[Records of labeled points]
## Begin

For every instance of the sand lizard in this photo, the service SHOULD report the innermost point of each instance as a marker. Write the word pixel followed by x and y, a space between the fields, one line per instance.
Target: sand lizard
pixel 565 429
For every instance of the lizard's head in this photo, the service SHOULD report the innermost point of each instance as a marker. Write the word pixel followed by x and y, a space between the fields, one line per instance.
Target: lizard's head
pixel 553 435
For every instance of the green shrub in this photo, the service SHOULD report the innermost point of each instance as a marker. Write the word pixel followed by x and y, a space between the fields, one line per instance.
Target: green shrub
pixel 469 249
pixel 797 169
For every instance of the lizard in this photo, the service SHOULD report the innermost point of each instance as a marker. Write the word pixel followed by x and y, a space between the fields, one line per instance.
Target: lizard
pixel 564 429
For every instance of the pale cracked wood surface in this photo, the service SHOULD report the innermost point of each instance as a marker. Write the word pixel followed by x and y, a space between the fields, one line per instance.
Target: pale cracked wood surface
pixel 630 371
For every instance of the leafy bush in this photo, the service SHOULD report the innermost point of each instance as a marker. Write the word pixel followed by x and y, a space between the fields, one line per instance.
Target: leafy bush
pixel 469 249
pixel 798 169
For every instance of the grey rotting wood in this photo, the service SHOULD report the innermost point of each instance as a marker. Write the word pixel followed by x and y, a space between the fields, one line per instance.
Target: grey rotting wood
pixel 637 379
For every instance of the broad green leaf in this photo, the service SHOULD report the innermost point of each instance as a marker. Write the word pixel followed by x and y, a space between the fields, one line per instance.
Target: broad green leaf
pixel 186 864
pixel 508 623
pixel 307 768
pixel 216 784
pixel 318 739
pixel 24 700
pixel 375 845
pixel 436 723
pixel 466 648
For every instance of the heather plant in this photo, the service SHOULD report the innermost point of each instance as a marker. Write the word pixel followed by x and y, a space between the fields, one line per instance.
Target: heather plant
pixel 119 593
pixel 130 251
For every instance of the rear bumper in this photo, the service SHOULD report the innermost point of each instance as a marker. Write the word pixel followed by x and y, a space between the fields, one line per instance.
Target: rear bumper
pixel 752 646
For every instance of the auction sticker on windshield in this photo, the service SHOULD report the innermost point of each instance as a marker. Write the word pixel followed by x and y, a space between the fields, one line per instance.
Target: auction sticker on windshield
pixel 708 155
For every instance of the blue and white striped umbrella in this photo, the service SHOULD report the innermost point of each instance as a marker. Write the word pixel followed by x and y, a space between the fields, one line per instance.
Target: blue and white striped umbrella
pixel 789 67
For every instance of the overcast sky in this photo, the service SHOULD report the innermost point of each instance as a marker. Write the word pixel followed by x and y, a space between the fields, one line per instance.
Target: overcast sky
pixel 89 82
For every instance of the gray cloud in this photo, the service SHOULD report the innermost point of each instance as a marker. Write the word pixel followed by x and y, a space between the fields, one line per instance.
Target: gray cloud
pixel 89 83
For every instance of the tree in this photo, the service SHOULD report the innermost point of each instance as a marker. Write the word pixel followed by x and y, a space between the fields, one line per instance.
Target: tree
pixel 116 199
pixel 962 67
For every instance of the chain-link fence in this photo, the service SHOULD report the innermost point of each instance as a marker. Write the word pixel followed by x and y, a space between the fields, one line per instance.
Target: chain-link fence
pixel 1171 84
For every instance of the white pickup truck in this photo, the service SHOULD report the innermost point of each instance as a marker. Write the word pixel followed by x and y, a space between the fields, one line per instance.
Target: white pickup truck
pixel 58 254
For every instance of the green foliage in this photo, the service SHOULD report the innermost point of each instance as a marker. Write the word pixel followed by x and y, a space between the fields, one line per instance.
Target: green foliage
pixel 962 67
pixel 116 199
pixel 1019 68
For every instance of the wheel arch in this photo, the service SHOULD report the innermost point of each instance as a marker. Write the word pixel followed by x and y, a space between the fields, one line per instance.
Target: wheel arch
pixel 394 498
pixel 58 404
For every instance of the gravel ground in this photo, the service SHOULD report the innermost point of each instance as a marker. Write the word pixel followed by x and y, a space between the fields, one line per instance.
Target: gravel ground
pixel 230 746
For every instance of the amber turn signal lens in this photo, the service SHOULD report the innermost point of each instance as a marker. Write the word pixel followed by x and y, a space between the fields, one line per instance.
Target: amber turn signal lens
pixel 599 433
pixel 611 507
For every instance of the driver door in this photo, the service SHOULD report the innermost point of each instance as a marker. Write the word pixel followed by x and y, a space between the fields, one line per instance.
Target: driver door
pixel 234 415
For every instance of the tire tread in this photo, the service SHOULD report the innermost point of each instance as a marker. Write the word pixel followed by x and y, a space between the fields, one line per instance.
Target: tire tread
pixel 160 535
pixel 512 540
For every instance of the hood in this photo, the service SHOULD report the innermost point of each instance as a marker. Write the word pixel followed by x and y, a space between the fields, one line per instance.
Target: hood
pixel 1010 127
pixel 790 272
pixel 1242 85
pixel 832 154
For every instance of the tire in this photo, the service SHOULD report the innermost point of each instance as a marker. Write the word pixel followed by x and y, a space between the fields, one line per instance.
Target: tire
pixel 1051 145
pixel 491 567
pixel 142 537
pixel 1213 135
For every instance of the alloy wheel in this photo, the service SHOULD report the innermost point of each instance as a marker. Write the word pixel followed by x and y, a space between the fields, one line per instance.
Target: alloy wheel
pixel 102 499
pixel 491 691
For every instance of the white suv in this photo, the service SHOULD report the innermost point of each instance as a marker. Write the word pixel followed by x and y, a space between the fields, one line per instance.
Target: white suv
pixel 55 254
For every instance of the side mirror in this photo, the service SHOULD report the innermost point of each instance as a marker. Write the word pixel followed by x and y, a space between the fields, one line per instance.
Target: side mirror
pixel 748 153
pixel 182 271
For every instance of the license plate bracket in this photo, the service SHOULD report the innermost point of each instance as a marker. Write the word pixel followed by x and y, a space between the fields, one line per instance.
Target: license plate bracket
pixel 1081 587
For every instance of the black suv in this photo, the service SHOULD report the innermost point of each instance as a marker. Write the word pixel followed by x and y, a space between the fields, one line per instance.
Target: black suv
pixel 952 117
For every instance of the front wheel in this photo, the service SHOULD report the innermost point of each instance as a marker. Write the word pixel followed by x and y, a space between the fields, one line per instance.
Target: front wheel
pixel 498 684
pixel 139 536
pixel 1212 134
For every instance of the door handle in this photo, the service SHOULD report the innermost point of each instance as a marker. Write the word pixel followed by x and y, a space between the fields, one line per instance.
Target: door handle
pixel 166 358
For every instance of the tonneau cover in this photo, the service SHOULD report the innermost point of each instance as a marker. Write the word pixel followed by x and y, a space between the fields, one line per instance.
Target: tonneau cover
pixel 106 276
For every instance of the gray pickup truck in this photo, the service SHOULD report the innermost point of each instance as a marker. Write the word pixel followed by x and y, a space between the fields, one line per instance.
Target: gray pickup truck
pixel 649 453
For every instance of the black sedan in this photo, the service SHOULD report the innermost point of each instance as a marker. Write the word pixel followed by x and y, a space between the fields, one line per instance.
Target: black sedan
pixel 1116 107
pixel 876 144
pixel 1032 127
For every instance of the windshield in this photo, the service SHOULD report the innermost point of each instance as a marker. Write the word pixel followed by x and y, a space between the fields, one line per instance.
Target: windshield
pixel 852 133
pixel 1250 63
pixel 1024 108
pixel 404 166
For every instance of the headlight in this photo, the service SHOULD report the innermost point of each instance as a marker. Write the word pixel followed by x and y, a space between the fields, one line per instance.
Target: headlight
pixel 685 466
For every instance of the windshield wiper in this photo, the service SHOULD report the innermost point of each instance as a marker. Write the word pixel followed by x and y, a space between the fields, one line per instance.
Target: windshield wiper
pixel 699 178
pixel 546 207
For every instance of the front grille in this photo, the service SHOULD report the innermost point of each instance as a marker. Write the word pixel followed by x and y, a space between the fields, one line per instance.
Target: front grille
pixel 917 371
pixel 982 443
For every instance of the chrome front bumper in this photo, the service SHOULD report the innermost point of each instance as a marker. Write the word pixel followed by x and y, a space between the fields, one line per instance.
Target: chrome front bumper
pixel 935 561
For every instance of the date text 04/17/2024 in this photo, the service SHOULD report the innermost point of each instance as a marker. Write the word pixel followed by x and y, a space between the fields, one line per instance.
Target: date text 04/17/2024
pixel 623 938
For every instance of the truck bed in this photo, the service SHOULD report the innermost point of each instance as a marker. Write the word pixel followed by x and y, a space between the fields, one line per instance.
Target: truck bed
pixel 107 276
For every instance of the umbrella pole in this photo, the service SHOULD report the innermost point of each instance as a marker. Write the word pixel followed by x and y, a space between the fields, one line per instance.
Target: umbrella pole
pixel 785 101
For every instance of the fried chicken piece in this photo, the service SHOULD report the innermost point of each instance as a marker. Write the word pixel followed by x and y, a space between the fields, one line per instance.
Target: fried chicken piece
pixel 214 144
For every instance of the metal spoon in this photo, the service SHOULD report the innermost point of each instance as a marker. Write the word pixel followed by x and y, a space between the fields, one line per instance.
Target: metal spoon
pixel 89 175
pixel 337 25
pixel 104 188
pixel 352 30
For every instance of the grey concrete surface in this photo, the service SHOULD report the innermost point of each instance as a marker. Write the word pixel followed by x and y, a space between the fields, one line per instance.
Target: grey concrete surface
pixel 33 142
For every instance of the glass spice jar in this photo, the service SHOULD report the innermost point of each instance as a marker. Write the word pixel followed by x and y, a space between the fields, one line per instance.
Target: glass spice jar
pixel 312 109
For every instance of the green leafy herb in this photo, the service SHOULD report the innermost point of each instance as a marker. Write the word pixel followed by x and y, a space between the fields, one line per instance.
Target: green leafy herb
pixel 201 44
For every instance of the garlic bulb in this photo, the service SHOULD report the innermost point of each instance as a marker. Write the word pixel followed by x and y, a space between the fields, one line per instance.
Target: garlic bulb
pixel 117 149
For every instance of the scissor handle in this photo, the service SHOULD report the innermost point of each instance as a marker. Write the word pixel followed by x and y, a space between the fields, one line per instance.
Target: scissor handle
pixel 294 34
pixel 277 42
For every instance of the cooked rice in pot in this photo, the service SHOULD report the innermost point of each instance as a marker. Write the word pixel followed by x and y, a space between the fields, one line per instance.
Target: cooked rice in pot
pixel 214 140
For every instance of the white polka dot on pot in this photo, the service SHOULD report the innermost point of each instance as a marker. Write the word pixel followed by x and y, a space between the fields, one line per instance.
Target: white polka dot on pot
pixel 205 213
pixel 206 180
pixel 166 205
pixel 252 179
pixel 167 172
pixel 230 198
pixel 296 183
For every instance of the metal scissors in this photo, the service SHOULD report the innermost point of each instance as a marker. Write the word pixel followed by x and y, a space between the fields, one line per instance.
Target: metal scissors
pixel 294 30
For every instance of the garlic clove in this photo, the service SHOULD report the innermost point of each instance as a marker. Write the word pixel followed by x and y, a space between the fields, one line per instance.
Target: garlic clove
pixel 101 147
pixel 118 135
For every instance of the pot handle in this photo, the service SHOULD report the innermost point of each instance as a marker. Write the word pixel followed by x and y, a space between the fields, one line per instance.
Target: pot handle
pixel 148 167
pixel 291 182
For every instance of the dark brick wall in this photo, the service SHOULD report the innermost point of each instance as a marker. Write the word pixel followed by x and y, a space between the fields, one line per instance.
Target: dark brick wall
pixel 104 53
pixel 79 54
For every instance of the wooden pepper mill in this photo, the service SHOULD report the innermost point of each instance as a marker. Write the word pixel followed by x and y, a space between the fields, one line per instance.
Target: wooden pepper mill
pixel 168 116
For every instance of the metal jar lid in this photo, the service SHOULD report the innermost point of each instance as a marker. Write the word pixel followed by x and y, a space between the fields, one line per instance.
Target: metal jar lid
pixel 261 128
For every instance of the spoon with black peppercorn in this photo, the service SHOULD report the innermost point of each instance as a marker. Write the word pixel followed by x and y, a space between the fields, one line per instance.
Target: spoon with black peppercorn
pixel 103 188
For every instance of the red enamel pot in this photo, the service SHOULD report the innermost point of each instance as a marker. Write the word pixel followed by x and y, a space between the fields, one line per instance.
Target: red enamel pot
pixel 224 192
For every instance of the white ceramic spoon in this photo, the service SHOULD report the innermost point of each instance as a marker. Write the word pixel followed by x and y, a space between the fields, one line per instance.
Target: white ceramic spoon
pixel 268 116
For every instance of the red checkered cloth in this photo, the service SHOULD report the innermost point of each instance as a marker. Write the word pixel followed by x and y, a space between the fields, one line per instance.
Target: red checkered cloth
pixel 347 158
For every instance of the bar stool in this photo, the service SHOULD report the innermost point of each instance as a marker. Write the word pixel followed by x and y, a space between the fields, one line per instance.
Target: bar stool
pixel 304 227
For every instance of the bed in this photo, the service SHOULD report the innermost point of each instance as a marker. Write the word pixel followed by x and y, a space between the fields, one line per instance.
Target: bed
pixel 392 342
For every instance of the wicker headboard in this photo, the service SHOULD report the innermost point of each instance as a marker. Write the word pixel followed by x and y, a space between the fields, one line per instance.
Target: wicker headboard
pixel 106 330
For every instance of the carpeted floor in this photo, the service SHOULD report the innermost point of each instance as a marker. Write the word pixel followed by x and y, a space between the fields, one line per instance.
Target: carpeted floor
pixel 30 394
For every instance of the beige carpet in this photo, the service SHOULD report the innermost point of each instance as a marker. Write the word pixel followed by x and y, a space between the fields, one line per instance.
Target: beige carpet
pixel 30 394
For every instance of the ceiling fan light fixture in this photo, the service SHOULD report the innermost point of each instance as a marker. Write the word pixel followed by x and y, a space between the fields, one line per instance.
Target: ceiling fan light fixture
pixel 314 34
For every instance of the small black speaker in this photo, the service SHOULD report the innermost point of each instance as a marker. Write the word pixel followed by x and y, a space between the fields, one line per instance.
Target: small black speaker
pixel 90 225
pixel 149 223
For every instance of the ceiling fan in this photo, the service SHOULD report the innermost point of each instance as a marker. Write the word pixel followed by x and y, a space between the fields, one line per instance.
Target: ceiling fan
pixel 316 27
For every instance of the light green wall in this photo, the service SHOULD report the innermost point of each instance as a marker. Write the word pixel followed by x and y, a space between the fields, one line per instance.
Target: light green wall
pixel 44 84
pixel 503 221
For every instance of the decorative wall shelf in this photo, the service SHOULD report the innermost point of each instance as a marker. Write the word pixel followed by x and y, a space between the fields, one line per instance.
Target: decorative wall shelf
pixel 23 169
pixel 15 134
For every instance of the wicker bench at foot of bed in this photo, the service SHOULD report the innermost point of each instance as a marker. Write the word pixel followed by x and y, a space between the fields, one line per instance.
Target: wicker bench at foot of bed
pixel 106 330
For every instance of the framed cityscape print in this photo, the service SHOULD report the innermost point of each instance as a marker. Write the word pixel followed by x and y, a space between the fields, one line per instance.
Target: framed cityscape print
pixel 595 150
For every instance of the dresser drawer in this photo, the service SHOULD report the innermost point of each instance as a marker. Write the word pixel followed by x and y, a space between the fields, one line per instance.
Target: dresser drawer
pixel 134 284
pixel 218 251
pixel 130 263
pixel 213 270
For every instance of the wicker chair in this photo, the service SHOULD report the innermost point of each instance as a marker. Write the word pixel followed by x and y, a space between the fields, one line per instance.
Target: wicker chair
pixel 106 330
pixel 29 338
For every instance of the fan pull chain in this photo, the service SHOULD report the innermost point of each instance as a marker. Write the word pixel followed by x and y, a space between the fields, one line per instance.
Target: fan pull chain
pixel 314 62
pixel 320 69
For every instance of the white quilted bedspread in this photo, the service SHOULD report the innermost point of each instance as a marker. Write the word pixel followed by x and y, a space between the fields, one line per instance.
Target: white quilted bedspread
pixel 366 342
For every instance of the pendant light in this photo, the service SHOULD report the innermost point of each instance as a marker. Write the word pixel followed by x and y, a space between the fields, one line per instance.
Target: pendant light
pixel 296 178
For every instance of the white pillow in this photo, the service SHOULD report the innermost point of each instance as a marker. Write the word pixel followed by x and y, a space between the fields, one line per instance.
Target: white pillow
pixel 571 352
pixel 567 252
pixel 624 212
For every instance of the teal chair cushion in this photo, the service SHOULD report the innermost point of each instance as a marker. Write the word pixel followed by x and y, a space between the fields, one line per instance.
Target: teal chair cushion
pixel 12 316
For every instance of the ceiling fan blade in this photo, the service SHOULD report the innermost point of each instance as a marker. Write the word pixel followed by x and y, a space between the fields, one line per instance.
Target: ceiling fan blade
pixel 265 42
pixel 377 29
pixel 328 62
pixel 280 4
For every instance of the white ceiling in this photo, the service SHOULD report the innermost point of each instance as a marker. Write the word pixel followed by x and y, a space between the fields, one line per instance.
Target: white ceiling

## End

» **Task to complete**
Give back, unchanged, every line from the one with "For every instance of the white pillow" to the end of the entries above.

» **The response**
For every instance of the white pillow in this photo, the service SHOULD report the innermost point of each instance as a marker. Write the word pixel followed by x and y, a space between the fields, one line per instance.
Target: white pillow
pixel 571 352
pixel 567 252
pixel 624 212
For every instance of the teal chair cushion in this photo, the service SHOULD report the innermost point of each instance as a marker. Write the word pixel followed by x and y, a space between the fields, one line per instance.
Target: teal chair cushion
pixel 12 316
For every instance of the ceiling fan blade in this photo, the service SHOULD report the innermost point of each instance as a marker. Write the word pixel followed by x and y, a space between the fields, one line per instance.
Target: ceiling fan blade
pixel 265 42
pixel 377 29
pixel 328 62
pixel 280 4
For every instance of the white ceiling in this photo, the service SHOULD report the innermost point of each instance as a marker. Write the word pixel followed by x and y, a space between the fields, one line per instance.
Target: white ceiling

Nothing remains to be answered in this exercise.